— What this task involves —
Copy each line below without leaving any out.
==== Dataset content ====
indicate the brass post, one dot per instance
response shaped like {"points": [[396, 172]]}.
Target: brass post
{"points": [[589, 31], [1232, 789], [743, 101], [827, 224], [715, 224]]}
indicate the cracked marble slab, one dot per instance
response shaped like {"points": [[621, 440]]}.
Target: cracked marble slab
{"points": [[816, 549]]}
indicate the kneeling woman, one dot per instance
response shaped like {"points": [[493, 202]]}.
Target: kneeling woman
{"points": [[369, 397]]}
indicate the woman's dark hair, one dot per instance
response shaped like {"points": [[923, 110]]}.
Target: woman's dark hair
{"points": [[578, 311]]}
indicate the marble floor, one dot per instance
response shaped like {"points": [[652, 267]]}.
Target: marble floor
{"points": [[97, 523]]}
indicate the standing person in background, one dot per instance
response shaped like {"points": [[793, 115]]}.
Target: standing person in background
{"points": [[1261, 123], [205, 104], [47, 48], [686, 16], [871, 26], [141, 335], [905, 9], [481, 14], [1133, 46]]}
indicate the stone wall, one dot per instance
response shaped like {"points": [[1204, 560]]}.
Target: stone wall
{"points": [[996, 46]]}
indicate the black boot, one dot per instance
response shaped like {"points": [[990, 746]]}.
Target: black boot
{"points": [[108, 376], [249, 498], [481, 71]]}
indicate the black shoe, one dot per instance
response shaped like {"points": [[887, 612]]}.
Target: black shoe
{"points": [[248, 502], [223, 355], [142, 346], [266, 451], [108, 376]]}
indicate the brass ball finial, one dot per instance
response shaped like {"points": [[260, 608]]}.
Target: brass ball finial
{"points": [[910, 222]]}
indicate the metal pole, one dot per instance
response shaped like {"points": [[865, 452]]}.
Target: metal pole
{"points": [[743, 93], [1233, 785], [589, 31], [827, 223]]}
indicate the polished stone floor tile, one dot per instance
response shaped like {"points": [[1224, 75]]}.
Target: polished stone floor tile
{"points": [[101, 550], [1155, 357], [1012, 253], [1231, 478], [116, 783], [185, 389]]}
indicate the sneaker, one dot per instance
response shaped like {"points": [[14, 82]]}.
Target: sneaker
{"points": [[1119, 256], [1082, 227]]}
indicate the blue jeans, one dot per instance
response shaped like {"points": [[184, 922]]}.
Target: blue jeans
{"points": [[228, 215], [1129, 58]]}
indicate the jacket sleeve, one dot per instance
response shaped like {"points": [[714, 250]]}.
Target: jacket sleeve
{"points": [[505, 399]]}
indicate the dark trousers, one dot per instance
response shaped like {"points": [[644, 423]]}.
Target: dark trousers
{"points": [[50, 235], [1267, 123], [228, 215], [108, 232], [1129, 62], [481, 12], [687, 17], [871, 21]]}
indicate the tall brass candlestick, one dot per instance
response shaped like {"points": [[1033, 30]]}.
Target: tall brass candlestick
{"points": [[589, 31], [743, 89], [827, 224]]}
====
— Written solution —
indicate the brass post, one dot per instance
response shaped like {"points": [[396, 172]]}.
Target: brass post
{"points": [[589, 31], [1232, 789], [743, 101], [827, 224], [715, 224]]}
indicate the cracked marble slab, one dot per instance
response shaped like {"points": [[621, 440]]}.
Target: cracked marble slab
{"points": [[816, 549]]}
indicate the kneeling woman, one dot per instance
response shaped like {"points": [[493, 202]]}.
Target: kneeling woman
{"points": [[369, 397]]}
indicate the woman's dark hair, one dot per instance
response shaped like {"points": [[923, 110]]}.
Target: woman's dark hair
{"points": [[578, 311]]}
indicate the marble floor, one dot per instance
response shaped like {"points": [[652, 267]]}.
Target: marble floor
{"points": [[97, 523]]}
indicate the standing person in background, one dot per instance
response shaped like {"points": [[793, 115]]}.
Target: standing person in background
{"points": [[1261, 123], [205, 104], [47, 48], [686, 16], [871, 26], [141, 335], [905, 9], [481, 14], [1133, 46]]}
indicate the stone wall, one dot per instance
response shaped like {"points": [[1204, 560]]}.
Target: stone wall
{"points": [[996, 46]]}
indicate the black boot, one dot per instance
response shaped like {"points": [[990, 746]]}.
Target: black boot
{"points": [[108, 376], [249, 498], [481, 71]]}
indicate the black shoe, one dot per instance
response shaped like {"points": [[887, 612]]}.
Target: black shoe
{"points": [[248, 502], [223, 355], [142, 346], [266, 451], [108, 376]]}
indicate the brass ball finial, one dot per instance
response shaped like {"points": [[260, 608]]}.
Target: brass ball finial
{"points": [[910, 222]]}
indicate the metal pole, one dot per instance
response shaped like {"points": [[865, 452]]}.
Target: metal pole
{"points": [[743, 93], [1233, 785], [589, 31], [827, 223]]}
indicate the polished stone floor tile, one dot per instance
response shaped like {"points": [[1224, 75]]}.
Target: polished stone floor tile
{"points": [[101, 550], [1155, 357], [1012, 253], [1231, 478], [116, 783], [185, 389]]}
indicate the sneaker, one dot per instance
response shaped like {"points": [[14, 82]]}.
Target: sneaker
{"points": [[1119, 256], [1082, 227]]}
indicate the blue jeans, one dot per instance
response shaped like {"points": [[184, 922]]}.
Target: blue jeans
{"points": [[228, 215], [1129, 58]]}
indicate the jacket sleeve, one dot per instance
response shaped like {"points": [[714, 250]]}.
Target: jacket sleeve
{"points": [[505, 399]]}
indicate the dark trousers, one dot per instance
response shaped like {"points": [[644, 423]]}.
Target: dark trousers
{"points": [[50, 235], [1267, 123], [228, 215], [108, 232], [1129, 62], [481, 12], [687, 17], [871, 21]]}
indicate the tall brass candlestick, one dot per instance
response shaped like {"points": [[1033, 30]]}.
Target: tall brass candlestick
{"points": [[589, 31], [743, 89], [827, 224]]}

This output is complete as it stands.